EXTRACTED RECORDS
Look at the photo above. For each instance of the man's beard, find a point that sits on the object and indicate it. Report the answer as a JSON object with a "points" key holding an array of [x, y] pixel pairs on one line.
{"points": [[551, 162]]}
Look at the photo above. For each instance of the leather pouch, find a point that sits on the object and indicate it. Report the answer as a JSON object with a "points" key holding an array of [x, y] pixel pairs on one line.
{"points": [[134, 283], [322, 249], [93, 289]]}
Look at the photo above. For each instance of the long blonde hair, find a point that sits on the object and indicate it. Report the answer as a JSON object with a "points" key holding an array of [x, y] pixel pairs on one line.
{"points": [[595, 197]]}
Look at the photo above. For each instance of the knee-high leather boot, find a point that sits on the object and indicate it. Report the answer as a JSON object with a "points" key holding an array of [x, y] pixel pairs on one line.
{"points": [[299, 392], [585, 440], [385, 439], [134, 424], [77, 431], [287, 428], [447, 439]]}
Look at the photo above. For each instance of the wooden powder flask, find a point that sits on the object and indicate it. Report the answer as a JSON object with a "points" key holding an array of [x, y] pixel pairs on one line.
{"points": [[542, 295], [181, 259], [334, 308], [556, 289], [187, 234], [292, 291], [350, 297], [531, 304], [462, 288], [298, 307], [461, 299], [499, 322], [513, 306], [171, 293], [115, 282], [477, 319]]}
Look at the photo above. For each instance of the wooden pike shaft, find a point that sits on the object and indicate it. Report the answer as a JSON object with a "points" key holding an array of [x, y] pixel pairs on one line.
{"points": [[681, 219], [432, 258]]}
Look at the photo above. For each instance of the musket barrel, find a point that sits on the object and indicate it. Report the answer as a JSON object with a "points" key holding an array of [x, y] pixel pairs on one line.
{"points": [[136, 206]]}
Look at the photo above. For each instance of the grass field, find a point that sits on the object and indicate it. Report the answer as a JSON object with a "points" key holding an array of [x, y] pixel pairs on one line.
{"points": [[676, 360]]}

EXERCISE
Above are the records; copy exactly the lines from the one with "the wooden pike" through the final line.

RESPONSE TO THIS EXERCISE
Look at the photo above. For each instance of the wooden pike shaft, find a point that sits on the object and indicate it. Report the answer as a JSON object with a "points" key holding an array of [x, y] pixel pairs on one line.
{"points": [[681, 219], [432, 258]]}
Look at the photo above. For each instance of the musket barrel, find a point that sits on the object and indicate it. Report the answer as a JSON object with a "points" key holding an array of [x, y] pixel pairs on one line.
{"points": [[136, 206]]}
Look at the photo above. For each instance of the grass field, find a point that sits on the object and indicate it. Report the answer as a JSON object with a "points" key holding an array of [x, y] pixel pairs on one line.
{"points": [[676, 360]]}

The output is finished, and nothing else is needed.